* _Gösterilen Metin_:
Gezi Davası’nda Karar 22 Nisan’da Verilecek
1602 gündür tutuklu olan Kavala: ‘‘Casusluk suçlaması hukuk dışıdır’’
Gezi Davası’nda Karar 22 Nisan’da Verilecek
Üçüncü Gezi davasının altıncı duruşması İstanbul 13. Ağır Ceza Mahkemesi’nde görüldü. Sanıkların savcının bir önceki duruşmada sunduğu esas hakkındaki mütalaasına karşı beyanlarını dinleyen mahkeme heyeti duruşmayı 22 Nisan’a erteledi.
Mahkeme, 8 Ekim 2021’de başlayan yargılamanın 22 Nisan’da, eğer o günkü duruşma uzarsa 25 Nisan’da yapılacak sekizinci duruşmada verileceğini açıkladı.
Mahkeme 1602 gündür Silivri Cezaevi’nde tutulan işadamı Osman Kavala’nın tutukluluğunun devamı yönünde karar verdi.
1602 gündür tutuklu olan Kavala: ‘‘Casusluk suçlaması hukuk dışıdır’’
Cumhurbaşkanı Erdoğan’ın kendisi hakkındaki ‘‘Soros artığı’’ sözleri nedeniyle ilkinden sonraki hiçbir celseye katılmayan Kavala, savcının kendisi hakkında ağırlaştırılmış müebbet hapis cezası talebiyle ilgili beyanını sundu.

* _Çıkarılan Veriler_:
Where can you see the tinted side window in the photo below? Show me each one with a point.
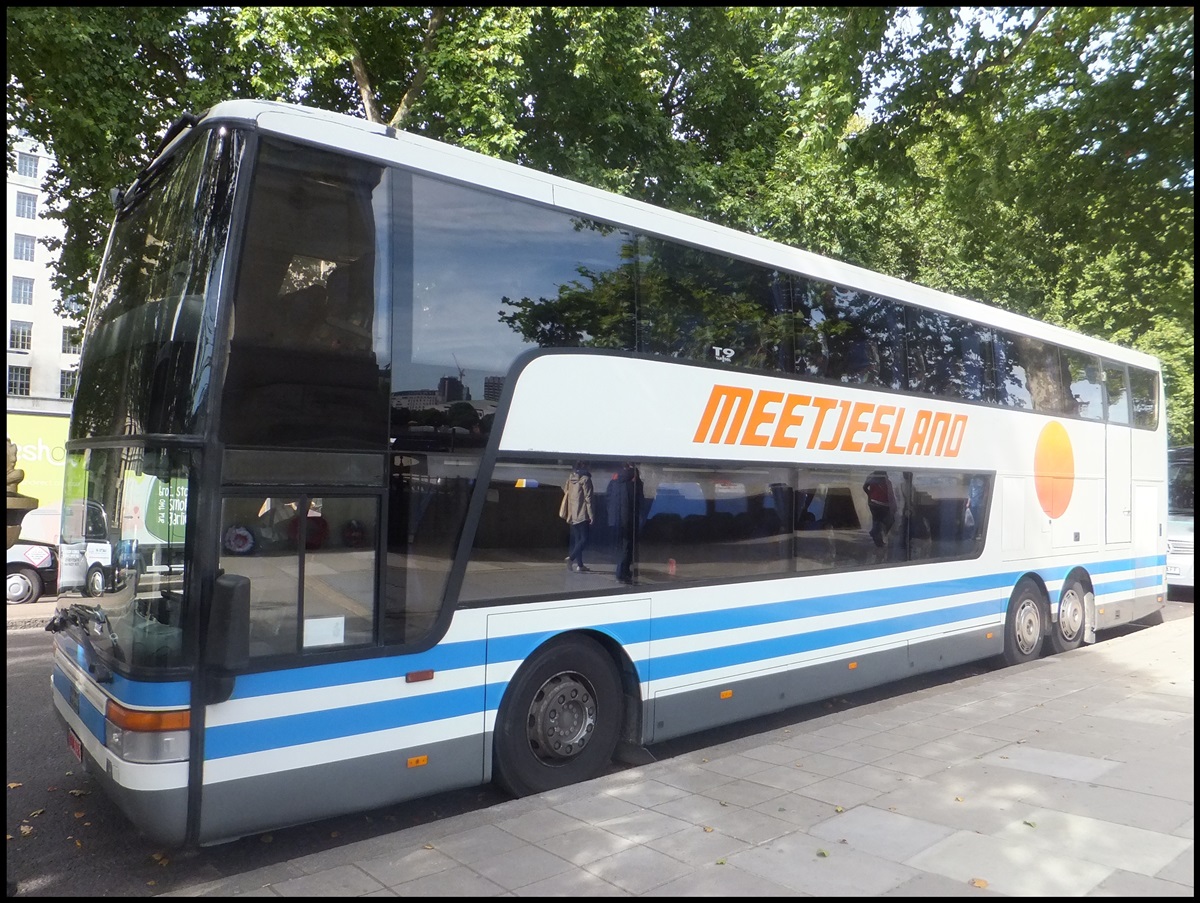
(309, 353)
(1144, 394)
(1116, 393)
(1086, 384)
* * *
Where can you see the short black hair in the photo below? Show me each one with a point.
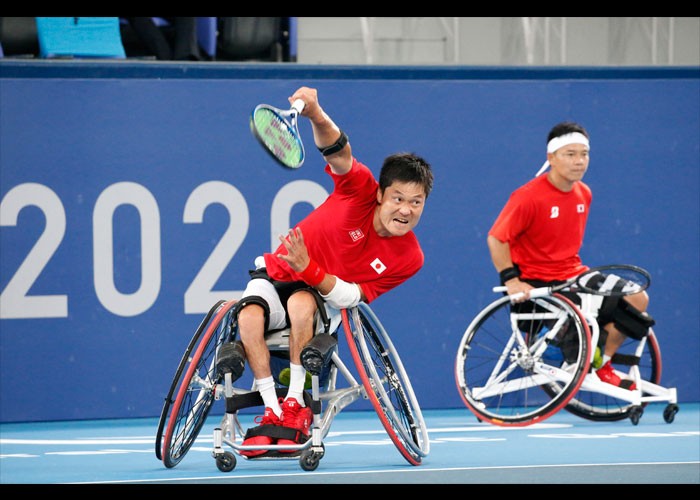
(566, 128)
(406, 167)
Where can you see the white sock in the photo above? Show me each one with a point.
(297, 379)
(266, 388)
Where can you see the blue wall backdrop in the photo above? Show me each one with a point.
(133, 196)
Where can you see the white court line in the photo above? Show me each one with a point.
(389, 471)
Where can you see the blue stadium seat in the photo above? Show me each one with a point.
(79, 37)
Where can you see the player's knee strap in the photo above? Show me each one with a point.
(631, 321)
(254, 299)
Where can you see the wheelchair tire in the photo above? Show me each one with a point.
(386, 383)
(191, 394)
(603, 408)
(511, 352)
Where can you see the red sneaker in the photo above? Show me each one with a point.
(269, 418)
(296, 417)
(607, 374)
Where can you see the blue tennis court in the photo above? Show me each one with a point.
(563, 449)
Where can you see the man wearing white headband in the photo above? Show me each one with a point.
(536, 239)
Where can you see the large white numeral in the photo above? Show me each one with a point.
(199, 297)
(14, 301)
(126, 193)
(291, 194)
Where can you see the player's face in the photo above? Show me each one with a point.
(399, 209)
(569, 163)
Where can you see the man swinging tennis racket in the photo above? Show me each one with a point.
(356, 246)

* _Görev Koşulları_:
1. Gezi davası haberinden "Mahkeme 1602 gündür" ile "ilgili beyanını sundu." arasındaki bölümü, bu ifadeler de dahil olmak üzere alıntılayın.
2. Aşağıdaki ifadeler Gezi davası haberiyle örtüşüyor mu? Her biri için evet ya da hayır deyin ve karar veren sözleri haberden aynen aktarın.
(a) Mahkeme heyeti duruşmayı 22 Nisan'a erteledi.
(b) Kavala davanın bütün celselerine katıldı.
(c) Mahkeme Kavala'nın tahliyesine karar verdi.
3. Gezi davası haberinde hangi tarihler geçiyor? Hepsini listeleyin.
Buradaki malzemenin Gezi davası haberiyle bir ilgisi yoktur.

* _Görevlere Göre Sonuçlar_:
1.
Mahkeme 1602 gündür Silivri Cezaevi’nde tutulan işadamı Osman Kavala’nın tutukluluğunun devamı yönünde karar verdi.
1602 gündür tutuklu olan Kavala: ‘‘Casusluk suçlaması hukuk dışıdır’’
Cumhurbaşkanı Erdoğan’ın kendisi hakkındaki ‘‘Soros artığı’’ sözleri nedeniyle ilkinden sonraki hiçbir celseye katılmayan Kavala, savcının kendisi hakkında ağırlaştırılmış müebbet hapis cezası talebiyle ilgili beyanını sundu.

2.
(a) Evet: "duruşmayı 22 Nisan’a erteledi"
(b) Hayır: "ilkinden sonraki hiçbir celseye katılmayan Kavala"
(c) Hayır: "Osman Kavala’nın tutukluluğunun devamı yönünde karar verdi"

3.
22 Nisan
25 Nisan
8 Ekim 2021